** REQUIREMENT **
Render the items below as a two-column CSV headed item_text and points, with one row per item. Put each item's text and its answer in its own quoted field, and replace line breaks with spaces.

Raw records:
== == ==
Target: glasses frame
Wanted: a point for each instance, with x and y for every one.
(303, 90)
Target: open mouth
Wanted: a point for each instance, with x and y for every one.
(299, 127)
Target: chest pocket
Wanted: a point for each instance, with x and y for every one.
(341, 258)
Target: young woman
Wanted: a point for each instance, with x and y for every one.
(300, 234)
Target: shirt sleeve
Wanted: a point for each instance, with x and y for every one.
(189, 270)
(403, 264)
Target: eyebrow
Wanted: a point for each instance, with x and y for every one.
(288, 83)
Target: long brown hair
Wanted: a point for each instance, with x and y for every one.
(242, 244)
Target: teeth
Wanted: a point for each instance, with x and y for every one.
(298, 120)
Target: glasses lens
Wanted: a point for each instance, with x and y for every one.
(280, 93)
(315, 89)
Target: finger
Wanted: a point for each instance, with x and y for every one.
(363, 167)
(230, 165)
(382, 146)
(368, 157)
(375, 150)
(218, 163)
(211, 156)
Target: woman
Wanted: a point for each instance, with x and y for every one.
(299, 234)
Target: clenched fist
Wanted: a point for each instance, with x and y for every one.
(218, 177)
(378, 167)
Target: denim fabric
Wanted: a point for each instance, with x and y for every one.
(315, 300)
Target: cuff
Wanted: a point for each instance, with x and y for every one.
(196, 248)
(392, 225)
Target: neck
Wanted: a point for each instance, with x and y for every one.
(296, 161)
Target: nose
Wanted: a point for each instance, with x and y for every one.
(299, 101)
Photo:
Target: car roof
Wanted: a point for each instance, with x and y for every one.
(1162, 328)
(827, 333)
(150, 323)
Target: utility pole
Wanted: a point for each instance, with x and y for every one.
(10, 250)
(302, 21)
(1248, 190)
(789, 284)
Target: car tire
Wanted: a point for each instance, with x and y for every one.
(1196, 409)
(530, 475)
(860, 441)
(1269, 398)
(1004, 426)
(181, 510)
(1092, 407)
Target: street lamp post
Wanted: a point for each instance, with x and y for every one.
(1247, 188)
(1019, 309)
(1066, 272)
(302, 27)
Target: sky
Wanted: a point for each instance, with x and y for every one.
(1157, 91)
== == ==
** SOLUTION BELOW **
item_text,points
"Target: glasses frame Wanted: a point for each instance, with x and y for every one.","(303, 90)"
"Target: open mouth Wanted: a point for each instance, with x and y for every one.","(299, 127)"
"Target: chest pocket Wanted: a point for each instance, with x and y for every one.","(341, 258)"
"Target: young woman Wanted: a point for each instance, with x and y for every one.","(300, 234)"
"Target: shirt sleeve Wanted: a point for each instance, with x and y for every one.","(189, 270) (403, 264)"
"Target: eyebrow Wanted: a point for each instance, with x and y for every one.","(288, 83)"
"Target: long brown hair Wanted: a point for each instance, with x and y for every one.","(242, 244)"
"Target: teeth Wanted: a point for each instance, with x and y for every one.","(298, 120)"
"Target: glasses lens Wanted: a point for each instance, with x and y for every one.","(280, 93) (315, 89)"
"Target: finger Wanted: a point for each instance, with x and y for every one.","(363, 167) (230, 165) (382, 146) (368, 157) (375, 150) (218, 163) (211, 156)"
"Target: woman Wanted: a point for each instance, with x and y for every one.","(299, 234)"
"Target: clenched fist Wanted: a point for each instance, with x and y for every one.","(218, 177) (378, 167)"
"Target: denim fabric Wanted: a point for each instance, with x and y for every one.","(315, 300)"
"Target: cuff Wanted: a point for each instance, with x and y for every one.","(196, 248) (392, 225)"
"Target: neck Wanted: a point for each instance, with x and y for every one.","(296, 161)"
"Target: nose Wanted: a point for each instance, with x and y for every one.","(299, 101)"
"Photo: Target: car roof Wanted: a point for each instance, with x and y for every one.","(1162, 328) (827, 333) (150, 323)"
"Target: utility pole Wanted: a point for each instance, with x and y for every one.","(10, 250) (302, 21) (1248, 190) (789, 284)"
"Target: car tire Wanted: a point for each instance, with x and y for every one.","(1196, 409) (530, 475) (860, 441) (1269, 398) (1004, 426) (181, 510) (1092, 407)"
"Target: street lamp post Wanted: a point for each instance, with x and y for every one.","(1247, 188) (1019, 309) (1066, 272) (302, 27)"
"Target: sky Wanted: a point for each instance, with x and y for every one.","(1157, 91)"